PROBLEM TO SOLVE = Type out each record word for word. Pictures stay out.

GIVEN RECORDS =
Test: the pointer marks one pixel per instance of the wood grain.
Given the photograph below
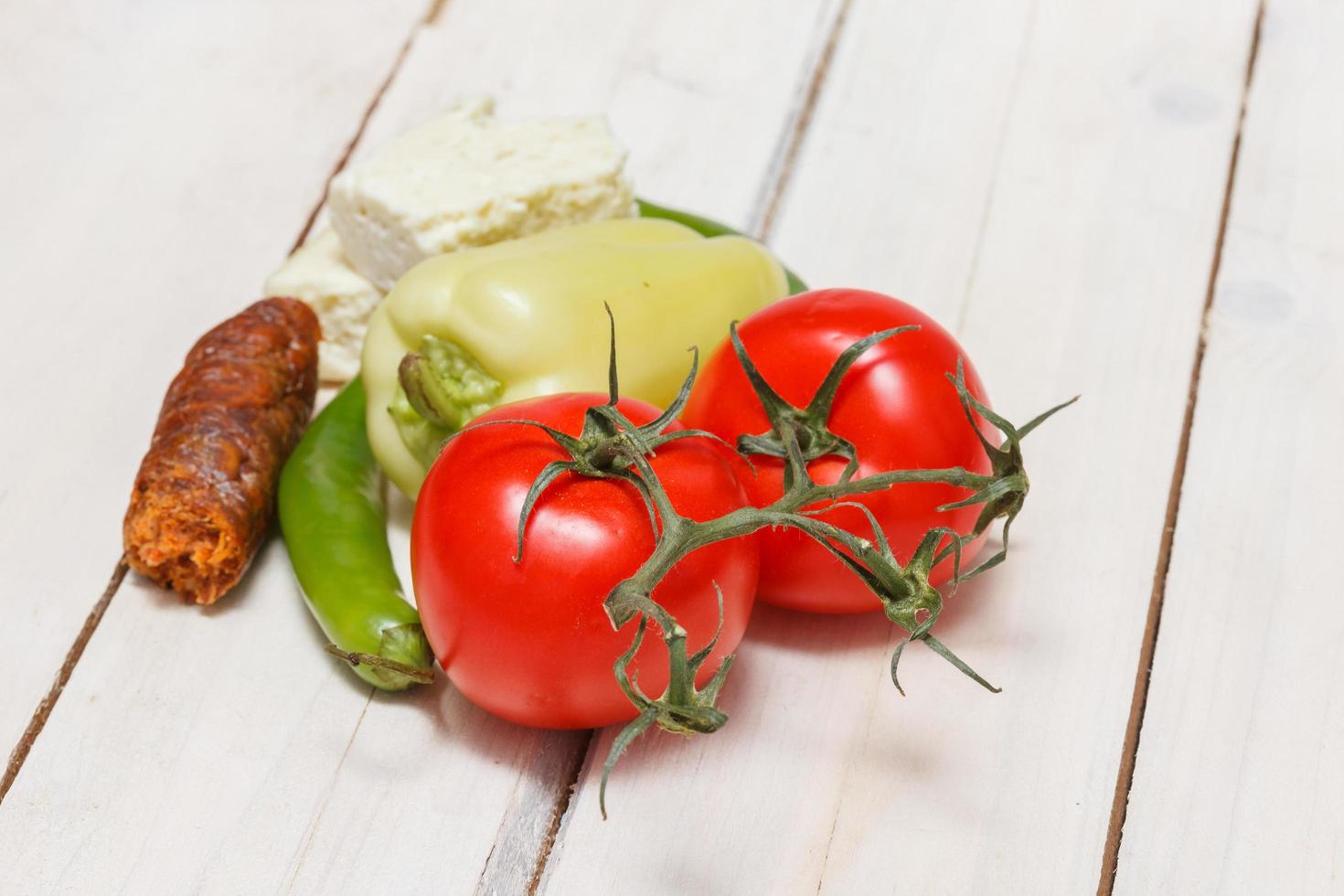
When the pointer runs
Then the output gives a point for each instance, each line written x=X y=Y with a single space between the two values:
x=157 y=162
x=1047 y=179
x=223 y=752
x=1244 y=727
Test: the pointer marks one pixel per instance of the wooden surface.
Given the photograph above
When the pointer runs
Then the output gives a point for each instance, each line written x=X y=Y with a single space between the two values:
x=1137 y=200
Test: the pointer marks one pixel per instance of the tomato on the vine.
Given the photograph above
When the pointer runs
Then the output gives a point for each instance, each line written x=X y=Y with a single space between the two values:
x=897 y=407
x=529 y=641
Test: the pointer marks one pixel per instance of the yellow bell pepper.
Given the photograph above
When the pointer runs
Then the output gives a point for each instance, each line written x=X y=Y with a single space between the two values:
x=464 y=332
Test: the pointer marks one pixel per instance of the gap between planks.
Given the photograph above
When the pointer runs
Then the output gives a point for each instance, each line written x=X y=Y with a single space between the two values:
x=39 y=716
x=1143 y=676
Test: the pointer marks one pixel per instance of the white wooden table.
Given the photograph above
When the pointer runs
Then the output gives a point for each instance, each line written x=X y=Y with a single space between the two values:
x=1138 y=200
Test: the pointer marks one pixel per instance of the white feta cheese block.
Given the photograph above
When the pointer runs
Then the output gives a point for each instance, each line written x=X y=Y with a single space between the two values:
x=468 y=179
x=319 y=274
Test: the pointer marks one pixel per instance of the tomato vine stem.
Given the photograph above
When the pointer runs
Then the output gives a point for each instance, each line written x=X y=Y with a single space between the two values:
x=611 y=446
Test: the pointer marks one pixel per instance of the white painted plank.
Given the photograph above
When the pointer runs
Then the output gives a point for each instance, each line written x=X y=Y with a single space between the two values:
x=159 y=159
x=260 y=763
x=1244 y=724
x=1047 y=177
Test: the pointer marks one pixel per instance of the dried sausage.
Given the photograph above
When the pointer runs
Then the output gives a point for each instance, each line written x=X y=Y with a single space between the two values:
x=206 y=491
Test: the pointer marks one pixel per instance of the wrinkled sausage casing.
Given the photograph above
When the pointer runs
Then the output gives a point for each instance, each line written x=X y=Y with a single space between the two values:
x=206 y=491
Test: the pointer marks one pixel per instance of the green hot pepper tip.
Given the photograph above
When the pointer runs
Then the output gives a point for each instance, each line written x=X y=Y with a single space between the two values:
x=335 y=527
x=709 y=228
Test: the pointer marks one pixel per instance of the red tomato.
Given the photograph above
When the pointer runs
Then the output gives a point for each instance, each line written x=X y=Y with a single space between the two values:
x=895 y=406
x=529 y=641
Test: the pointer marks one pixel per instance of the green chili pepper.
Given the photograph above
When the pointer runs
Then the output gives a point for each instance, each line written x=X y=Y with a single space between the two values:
x=335 y=527
x=707 y=228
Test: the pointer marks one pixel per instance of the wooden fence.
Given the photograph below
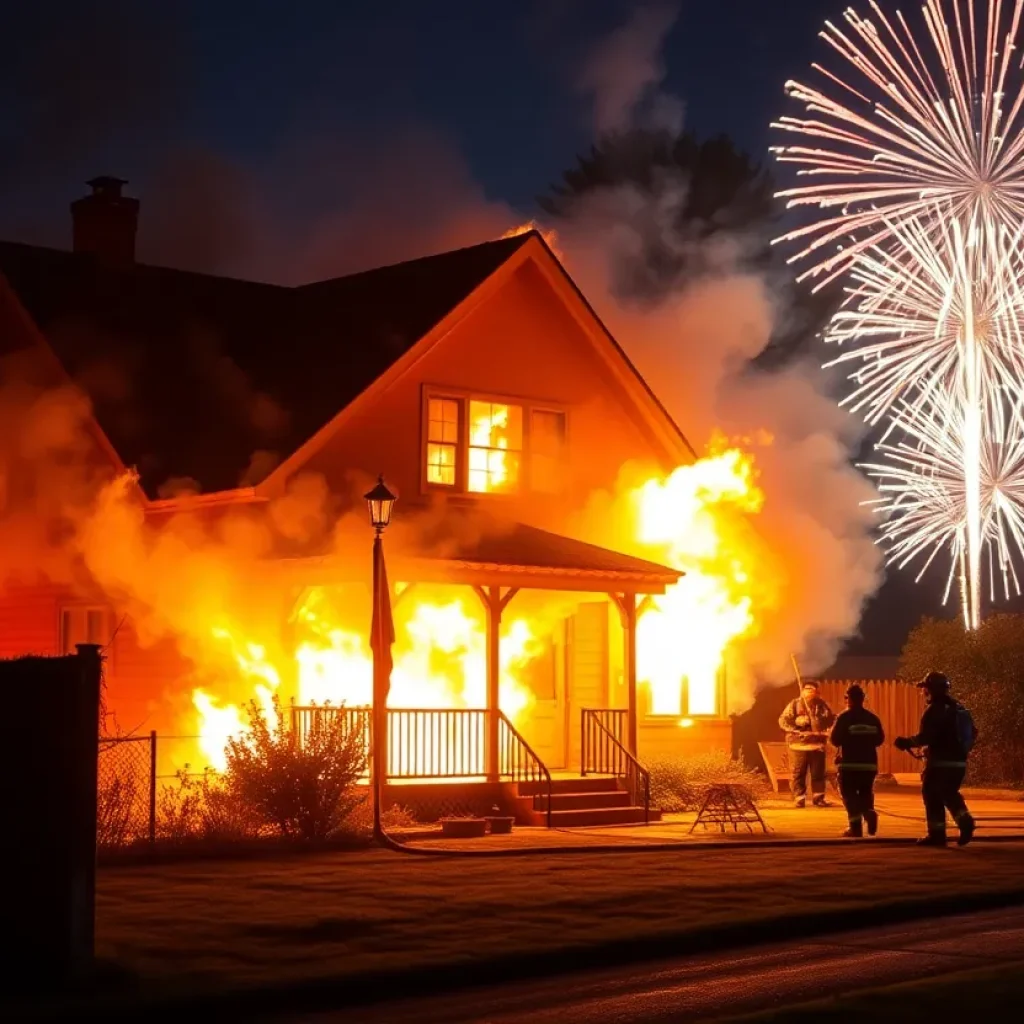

ANSWER TO THIS EXERCISE =
Test: the pointer marks one pixel per instance of the wood grain.
Given the photograph below
When the pointer runs
Then the output gives a point for each instance, each line written x=X y=Y with a single space between the two values:
x=157 y=162
x=1047 y=179
x=223 y=752
x=1244 y=727
Test: the pointer marks one pixel per instance of the wooden surface.
Given the photograph above
When the pointer runs
Then the output gives a point for each instance, each line written x=X y=Y with a single space between the two values:
x=1137 y=200
Test: the pointer marks one pixel per instance of the tomato on the vine.
Given the photograph above
When the pointer runs
Then the output gives a point for each instance, each line written x=X y=Y with a single space between the two values:
x=897 y=407
x=529 y=641
Test: the pointer marks one pixel per instance of the yellow bell pepper.
Given the photograph above
When the pointer runs
Then the output gives a point for each instance, each line written x=X y=Y with a single space between the two values:
x=464 y=332
Test: the pointer marks one pixel per instance of the gap between planks.
Given the photograph above
When the pointer runs
Then the output gives a point for each instance, each line written x=X y=Y with a single space between the two values:
x=39 y=716
x=1143 y=676
Test: the pointer marks one pixel per instance of the white wooden table.
Given the photograph above
When the pointer runs
Then the output gives a point for each instance, each line written x=X y=Y with a single space between the two values:
x=1138 y=200
Test: the pointer marks one pixel per instance of the white feta cheese block.
Given the photograph above
When the pointer runs
Then the output gives a point for each instance, each line written x=X y=Y with a single space between the two values:
x=468 y=179
x=319 y=274
Test: the pointer marks one pixel per instance of the tomato vine stem.
Given the photograph above
When the pointer runs
Then the output gives a point for each instance, each line written x=X y=Y with a single space between the two values:
x=611 y=446
Test: the pointer marks one pixel per instance of the white painted plank.
Given the photograph above
When the pointer runs
Then the output gives a point for each instance, each line written x=X y=Y with a single space between the two values:
x=159 y=159
x=260 y=763
x=1244 y=724
x=1047 y=177
Test: the pointer marks one pixel per instance of the dried sausage.
Given the photograph above
When the pointer runs
Then the output gives a point for each instance, each line written x=X y=Y with a single space between the two values:
x=206 y=491
Test: the pointer marks one pixel per instance of the wrinkled sausage casing.
Given the photograph above
When the pointer runs
Then the output gives a point for each instance, each line written x=X y=Y with a single space between the two values:
x=206 y=491
Test: the pointer marks one pixel per instance of the green hot pepper tip.
Given the photograph above
When the pointer runs
Then the output gives a point for each instance, each line written x=X y=Y with a single space between the two values:
x=335 y=527
x=709 y=228
Test: the pointer marks one pixel per instance of the red tomato.
Given the photograph above
When the pointer runs
Then the output gives a point for each instance, each line written x=X y=Y with a single space between the two values:
x=895 y=406
x=529 y=641
Test: the pointer marks one pixel per instance of the green chili pepper.
Given the photograph above
When the pointer runs
Then the output gives a point for each instance, each line written x=X y=Y with a single space between the two values:
x=335 y=527
x=707 y=228
Test: the pointer marks one pixel per instance of the wooden fence.
Given the photograph below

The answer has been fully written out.